Task requirements
Recast all of the data below as a Markdown table with the columns n and Line. Give each nonblank line its own row, numbered in order, and leave out blank lines.

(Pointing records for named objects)

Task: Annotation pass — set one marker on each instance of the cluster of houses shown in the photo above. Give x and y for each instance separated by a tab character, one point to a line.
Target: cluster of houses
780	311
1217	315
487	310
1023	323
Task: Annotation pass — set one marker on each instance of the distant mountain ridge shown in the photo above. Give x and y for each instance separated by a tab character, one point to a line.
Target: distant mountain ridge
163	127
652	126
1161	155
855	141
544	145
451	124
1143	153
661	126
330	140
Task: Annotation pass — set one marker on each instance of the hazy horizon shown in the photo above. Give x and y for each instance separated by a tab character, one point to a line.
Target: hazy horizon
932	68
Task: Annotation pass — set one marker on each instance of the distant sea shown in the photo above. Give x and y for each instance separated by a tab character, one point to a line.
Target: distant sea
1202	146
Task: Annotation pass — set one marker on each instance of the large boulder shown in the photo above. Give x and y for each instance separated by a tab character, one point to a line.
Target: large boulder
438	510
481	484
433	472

Task solution
| n | Line |
|---|---|
| 1 | Task: Annotation pass — set one marker on each instance of the cluster of houses shown in the photo above. Give x and y for each instance separated by a tab character, one point to a line. |
| 2 | Target: cluster of houses |
| 3 | 780	311 |
| 4 | 1217	315 |
| 5 | 487	310 |
| 6 | 1023	323 |
| 7 | Task: Annotation pass — set one marker on each instance of the distant mountain ridge shown in the photo above. Give x and y for each instance separated by a tab character, one point to a line. |
| 8 | Target: distant mountain ridge |
| 9 | 163	127 |
| 10 | 652	126 |
| 11 | 1161	155 |
| 12 | 855	141 |
| 13 | 544	145 |
| 14 | 451	124 |
| 15 | 1143	153 |
| 16 | 661	126 |
| 17 | 330	140 |
| 18 | Task: Annotation pass — set one marker on each instance of the hazy horizon shown in the photo above. Give x and y for each instance separated by a tab character, one point to a line. |
| 19 | Target: hazy horizon |
| 20 | 932	68 |
| 21 | Task: Annotation pass — set one marker on each instance of the distant sea shown in the photo above. Give x and y for each instance separated by a tab character, one point to a line. |
| 22 | Target: distant sea |
| 23 | 1202	146 |
| 24 | Task: Annotation pass — set one marker on each instance of the large boulder shown in the photo above. Give x and y for each instance separated by a tab character, one point to a line. |
| 25 | Target: large boulder |
| 26 | 438	510 |
| 27 | 481	484 |
| 28 | 433	472 |